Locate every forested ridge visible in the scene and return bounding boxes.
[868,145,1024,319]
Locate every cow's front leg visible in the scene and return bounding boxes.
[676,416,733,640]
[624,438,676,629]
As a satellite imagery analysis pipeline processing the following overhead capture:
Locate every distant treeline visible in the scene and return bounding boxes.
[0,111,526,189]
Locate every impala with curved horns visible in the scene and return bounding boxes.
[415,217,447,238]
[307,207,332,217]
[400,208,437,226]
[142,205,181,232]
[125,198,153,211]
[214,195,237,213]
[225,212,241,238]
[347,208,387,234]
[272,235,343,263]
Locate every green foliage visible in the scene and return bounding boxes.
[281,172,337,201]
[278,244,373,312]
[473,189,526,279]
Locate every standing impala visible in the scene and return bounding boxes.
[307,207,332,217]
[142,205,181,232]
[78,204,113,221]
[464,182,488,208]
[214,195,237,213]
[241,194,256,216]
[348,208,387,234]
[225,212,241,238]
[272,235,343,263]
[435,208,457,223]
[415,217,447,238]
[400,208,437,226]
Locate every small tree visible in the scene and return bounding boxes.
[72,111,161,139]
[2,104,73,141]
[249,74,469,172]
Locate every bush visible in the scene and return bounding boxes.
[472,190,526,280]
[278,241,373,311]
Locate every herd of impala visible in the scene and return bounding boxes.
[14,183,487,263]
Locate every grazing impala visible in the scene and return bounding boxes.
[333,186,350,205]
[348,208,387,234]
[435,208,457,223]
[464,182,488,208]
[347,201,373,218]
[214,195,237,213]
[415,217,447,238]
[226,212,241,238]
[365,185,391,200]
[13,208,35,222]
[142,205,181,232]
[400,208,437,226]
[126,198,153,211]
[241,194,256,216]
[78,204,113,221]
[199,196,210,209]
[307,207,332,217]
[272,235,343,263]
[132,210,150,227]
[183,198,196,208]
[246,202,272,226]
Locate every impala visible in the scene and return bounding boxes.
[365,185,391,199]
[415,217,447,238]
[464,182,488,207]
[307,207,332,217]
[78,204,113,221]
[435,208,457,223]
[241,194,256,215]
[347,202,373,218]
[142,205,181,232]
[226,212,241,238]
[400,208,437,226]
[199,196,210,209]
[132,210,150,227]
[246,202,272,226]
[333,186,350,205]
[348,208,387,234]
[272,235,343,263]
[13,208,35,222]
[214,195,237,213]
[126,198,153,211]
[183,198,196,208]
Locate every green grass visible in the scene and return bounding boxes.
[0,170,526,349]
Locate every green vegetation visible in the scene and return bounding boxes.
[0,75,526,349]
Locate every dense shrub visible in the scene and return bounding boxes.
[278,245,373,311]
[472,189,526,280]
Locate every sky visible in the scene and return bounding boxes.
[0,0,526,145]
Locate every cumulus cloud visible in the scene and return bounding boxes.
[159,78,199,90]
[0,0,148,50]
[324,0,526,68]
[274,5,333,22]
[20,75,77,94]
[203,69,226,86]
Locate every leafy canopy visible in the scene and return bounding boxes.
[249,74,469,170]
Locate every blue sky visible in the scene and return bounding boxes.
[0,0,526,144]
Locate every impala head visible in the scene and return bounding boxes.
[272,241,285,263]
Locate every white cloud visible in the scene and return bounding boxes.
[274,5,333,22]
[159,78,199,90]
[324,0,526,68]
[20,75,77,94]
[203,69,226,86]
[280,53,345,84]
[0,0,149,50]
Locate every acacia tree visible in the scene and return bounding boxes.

**What the task asks:** Present everything from the first of the items down to the line containing "[0,111,526,189]" as a Markdown table with the columns "No." and "Entry". Put a row number in "No." and the line in "Entry", and leave out blank lines.

**The answer:**
| No. | Entry |
|---|---|
| 1 | Locate every forested ridge visible in the scene and return bounding boxes. |
| 2 | [868,145,1024,319] |
| 3 | Locate every cow's front leg visible in the scene and return bounding boxes. |
| 4 | [676,416,733,640] |
| 5 | [624,438,676,629] |
| 6 | As a satellite imagery analysis pipeline processing the following overhead capture: |
| 7 | Locate every distant treeline visible in the scene and return bounding boxes. |
| 8 | [0,111,526,189] |